» WHAT YOU ARE ASKED TO DO
Could you put each line of all the items below into a JSON list of strings, one string per line, with blank lines omitted?
%%
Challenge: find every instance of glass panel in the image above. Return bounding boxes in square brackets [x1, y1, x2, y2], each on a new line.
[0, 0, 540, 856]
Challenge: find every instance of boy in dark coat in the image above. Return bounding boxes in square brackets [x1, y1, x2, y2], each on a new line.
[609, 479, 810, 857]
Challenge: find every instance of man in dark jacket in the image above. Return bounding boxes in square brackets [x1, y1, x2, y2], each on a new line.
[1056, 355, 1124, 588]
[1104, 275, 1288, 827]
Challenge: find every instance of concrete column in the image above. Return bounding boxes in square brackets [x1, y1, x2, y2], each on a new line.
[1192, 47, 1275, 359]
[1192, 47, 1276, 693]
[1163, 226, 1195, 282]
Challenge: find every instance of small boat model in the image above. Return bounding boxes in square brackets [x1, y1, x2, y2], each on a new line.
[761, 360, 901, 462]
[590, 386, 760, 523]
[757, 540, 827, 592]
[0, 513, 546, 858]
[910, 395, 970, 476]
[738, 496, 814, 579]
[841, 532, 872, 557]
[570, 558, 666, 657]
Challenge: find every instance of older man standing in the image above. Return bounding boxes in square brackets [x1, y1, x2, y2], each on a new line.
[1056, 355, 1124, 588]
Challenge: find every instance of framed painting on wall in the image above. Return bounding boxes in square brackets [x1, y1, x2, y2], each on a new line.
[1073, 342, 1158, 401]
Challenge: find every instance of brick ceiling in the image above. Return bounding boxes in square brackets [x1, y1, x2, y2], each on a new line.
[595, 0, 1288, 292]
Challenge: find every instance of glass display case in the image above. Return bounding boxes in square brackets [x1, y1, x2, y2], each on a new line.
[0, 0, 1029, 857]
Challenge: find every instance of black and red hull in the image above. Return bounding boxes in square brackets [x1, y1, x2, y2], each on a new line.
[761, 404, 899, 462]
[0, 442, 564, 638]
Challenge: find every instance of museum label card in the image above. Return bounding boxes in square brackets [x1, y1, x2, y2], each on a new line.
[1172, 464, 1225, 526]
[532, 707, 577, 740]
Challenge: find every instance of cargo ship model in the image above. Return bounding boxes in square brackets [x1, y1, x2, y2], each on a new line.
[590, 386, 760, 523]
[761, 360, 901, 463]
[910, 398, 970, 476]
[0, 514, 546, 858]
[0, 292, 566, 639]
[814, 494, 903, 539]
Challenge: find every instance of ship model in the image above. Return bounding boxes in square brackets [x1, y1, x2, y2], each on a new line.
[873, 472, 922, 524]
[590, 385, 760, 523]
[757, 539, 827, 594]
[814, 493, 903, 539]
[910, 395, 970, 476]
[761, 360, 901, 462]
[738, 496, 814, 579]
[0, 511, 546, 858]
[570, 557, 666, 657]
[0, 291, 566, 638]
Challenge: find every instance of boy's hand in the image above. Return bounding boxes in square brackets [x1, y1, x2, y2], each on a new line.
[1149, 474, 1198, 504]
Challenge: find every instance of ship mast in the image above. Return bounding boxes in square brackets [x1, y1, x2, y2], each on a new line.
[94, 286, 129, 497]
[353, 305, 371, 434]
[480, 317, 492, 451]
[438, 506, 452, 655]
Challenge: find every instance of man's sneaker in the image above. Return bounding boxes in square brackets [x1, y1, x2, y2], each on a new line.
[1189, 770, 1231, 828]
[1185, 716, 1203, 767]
%%
» RESPONSE
[
  "Challenge: find every instance of glass panel in the image above. Return bounding boxes in square brackets [x1, y1, x2, y2], each on a new line.",
  "[0, 0, 540, 856]",
  "Challenge: find every instance of boy in dark coat in the image above. Return bounding boxes in square brackets [x1, y1, x2, y2], each on a new line.",
  "[609, 479, 810, 857]",
  "Challenge: find every instance of man in dark jacket in the image above. Return bounding boxes in square brackets [x1, y1, x2, y2], each on a new line.",
  "[1056, 355, 1124, 588]",
  "[1104, 275, 1288, 827]",
  "Challenge: find every instance of concrete column in the image above. Return bounding boxes in square brackets [x1, y1, x2, y2], each on a new line.",
  "[1192, 47, 1275, 359]",
  "[1192, 47, 1276, 693]",
  "[1163, 226, 1195, 282]",
  "Challenge: find every instance of small boat model in the image above. Return bounding boxes in square brackets [x1, y1, x2, y2], each on a new line.",
  "[761, 360, 901, 462]",
  "[590, 386, 760, 523]",
  "[757, 540, 827, 592]",
  "[0, 513, 546, 858]",
  "[910, 395, 970, 476]",
  "[738, 496, 814, 579]",
  "[841, 532, 872, 557]",
  "[570, 558, 666, 657]",
  "Challenge: find every instance of older man standing in the image above. Return bounding boxes in square brackets [x1, y1, x2, y2], each on a new line.",
  "[1056, 355, 1124, 588]",
  "Challenge: find every instance of framed painting on wall in the image above. Return bounding boxes in square brackets [x1, y1, x2, y2], each on a new line.",
  "[1073, 342, 1158, 401]",
  "Challenge: find every instance of brick ceiling in the image above. Return bounding boxes in square brackets [x1, y1, x2, y2], each on a new line.",
  "[595, 0, 1288, 292]",
  "Challenge: find every instance of glass display case in the image above. Return bounding boxes in square brackets [x1, y1, x2, y2], each on a new line.",
  "[0, 0, 1029, 857]",
  "Challenge: find every instance of black and red hull in the image above. Return bounding boxes in square brackets [x1, y1, x2, y2], each on a new line.",
  "[761, 404, 899, 462]",
  "[0, 442, 564, 638]",
  "Challenge: find every instance of museum label card in the image above. Return bounding boxes in square brackets [x1, y1, x2, y2], each on a new line.",
  "[1172, 464, 1225, 526]",
  "[532, 707, 577, 740]",
  "Challenge: find every instance of cargo ship model in the image above. Return bounding boxes in square brackets [x1, y1, x2, y2], each on a new line.",
  "[590, 386, 760, 523]",
  "[761, 360, 901, 463]",
  "[910, 398, 970, 476]",
  "[0, 514, 546, 858]",
  "[0, 292, 566, 639]",
  "[814, 494, 903, 539]",
  "Challenge: find every instance of ship model in the image above. Return bounding boxes in square brackets [x1, y1, x2, y2], each on a new line.",
  "[873, 472, 922, 524]",
  "[590, 385, 760, 523]",
  "[757, 539, 827, 594]",
  "[814, 493, 903, 539]",
  "[910, 395, 970, 476]",
  "[761, 360, 901, 462]",
  "[738, 496, 814, 579]",
  "[0, 511, 546, 858]",
  "[570, 557, 666, 657]",
  "[0, 291, 566, 638]",
  "Challenge: find every instance of boy's hand in the image above. Return bounding boxes in square brackets [x1, y1, x2, y2], each on a new line.",
  "[1149, 474, 1198, 504]",
  "Challenge: find every instance of ship mast in the image above. Return bounding boxes in square brackets [x1, y1, x2, y2], each on a new line.",
  "[94, 286, 129, 497]",
  "[353, 305, 371, 434]",
  "[480, 317, 492, 451]",
  "[438, 506, 452, 655]",
  "Challenge: find every instance of man's sneaker in the image above. Return bounding boxes in square brackets [x1, y1, x2, y2], each on a new line.",
  "[1189, 770, 1231, 828]",
  "[1185, 716, 1203, 767]"
]